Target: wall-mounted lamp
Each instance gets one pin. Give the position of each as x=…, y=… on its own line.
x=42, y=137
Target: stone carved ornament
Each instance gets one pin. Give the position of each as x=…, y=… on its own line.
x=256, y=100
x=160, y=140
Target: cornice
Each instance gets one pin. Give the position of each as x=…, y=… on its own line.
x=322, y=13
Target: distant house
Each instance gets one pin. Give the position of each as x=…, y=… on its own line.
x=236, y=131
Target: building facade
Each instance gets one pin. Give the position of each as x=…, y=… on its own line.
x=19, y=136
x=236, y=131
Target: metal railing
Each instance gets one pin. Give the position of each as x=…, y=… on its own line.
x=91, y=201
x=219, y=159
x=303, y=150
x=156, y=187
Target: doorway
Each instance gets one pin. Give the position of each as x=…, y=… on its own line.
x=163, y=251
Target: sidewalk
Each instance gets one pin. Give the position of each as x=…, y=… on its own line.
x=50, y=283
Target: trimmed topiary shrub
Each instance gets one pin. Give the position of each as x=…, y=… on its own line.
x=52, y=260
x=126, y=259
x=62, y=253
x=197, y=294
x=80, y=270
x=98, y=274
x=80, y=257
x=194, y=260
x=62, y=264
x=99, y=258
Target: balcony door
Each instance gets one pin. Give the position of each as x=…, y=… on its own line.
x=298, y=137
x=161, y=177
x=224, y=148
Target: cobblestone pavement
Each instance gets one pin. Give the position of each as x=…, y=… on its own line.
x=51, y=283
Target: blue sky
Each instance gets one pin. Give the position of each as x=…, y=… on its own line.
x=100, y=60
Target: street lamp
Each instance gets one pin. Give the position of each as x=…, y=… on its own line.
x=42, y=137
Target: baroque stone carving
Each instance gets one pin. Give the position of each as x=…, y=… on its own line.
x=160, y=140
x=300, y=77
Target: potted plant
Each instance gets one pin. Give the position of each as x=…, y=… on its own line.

§ **Work instructions**
Convert every line of the material above into a Markdown table with the columns "No." and "Entry". Omit blank lines.

§ **Reply to the exercise**
| No. | Entry |
|---|---|
| 1 | Target: wall-mounted lamp |
| 2 | Each instance gets one pin. Give the position of each as x=…, y=… on its own line. |
| 3 | x=42, y=137 |
| 4 | Target: stone carved ornament |
| 5 | Each instance gets one pin. Give the position of each as x=…, y=… on its own line. |
| 6 | x=256, y=100 |
| 7 | x=160, y=140 |
| 8 | Target: cornice |
| 9 | Each instance gets one pin. Give the position of each as x=…, y=… on its own line. |
| 10 | x=322, y=13 |
| 11 | Target: distant house |
| 12 | Each instance gets one pin. Give the position of each as x=…, y=… on its own line. |
| 13 | x=236, y=131 |
| 14 | Target: building facade |
| 15 | Each instance gets one pin. Give the position of each as x=…, y=… on its own line. |
| 16 | x=19, y=136 |
| 17 | x=236, y=131 |
| 18 | Target: metal railing |
| 19 | Each instance gets one pin. Give the position of each as x=…, y=… on its own line. |
| 20 | x=91, y=201 |
| 21 | x=219, y=159 |
| 22 | x=303, y=150 |
| 23 | x=156, y=187 |
| 24 | Target: doorway |
| 25 | Each instance gets one pin. Give the position of each as x=…, y=… on its own line. |
| 26 | x=163, y=251 |
| 27 | Target: sidewalk |
| 28 | Each instance gets one pin. Give the position of each as x=…, y=… on its own line. |
| 29 | x=50, y=283 |
| 30 | Target: trimmed topiary shrub |
| 31 | Each instance gets one pin. Give the position of each as x=…, y=… on its own line. |
| 32 | x=52, y=260 |
| 33 | x=126, y=259 |
| 34 | x=62, y=253 |
| 35 | x=197, y=294 |
| 36 | x=80, y=270 |
| 37 | x=98, y=274 |
| 38 | x=80, y=257 |
| 39 | x=194, y=260 |
| 40 | x=62, y=264 |
| 41 | x=99, y=258 |
| 42 | Target: balcony door |
| 43 | Each instance gets one pin. Give the position of each as x=…, y=… on its own line. |
| 44 | x=298, y=137 |
| 45 | x=161, y=177 |
| 46 | x=224, y=148 |
| 47 | Target: cobblestone pavement |
| 48 | Each instance gets one pin. Give the position of each as x=…, y=… on its own line. |
| 49 | x=51, y=283 |
| 50 | Target: blue sky |
| 51 | Each instance gets one pin. Give the position of each as x=…, y=… on its own line. |
| 52 | x=100, y=60 |
| 53 | Target: street lamp |
| 54 | Each instance gets one pin. Give the position of each as x=…, y=… on its own line. |
| 55 | x=42, y=137 |
| 56 | Target: baroque stone carving |
| 57 | Each instance gets one pin. Give the position of each as x=…, y=… on its own line. |
| 58 | x=160, y=140 |
| 59 | x=300, y=77 |
| 60 | Target: potted plant |
| 61 | Each instance gets one pin. Give the position of each as x=…, y=… on its own line. |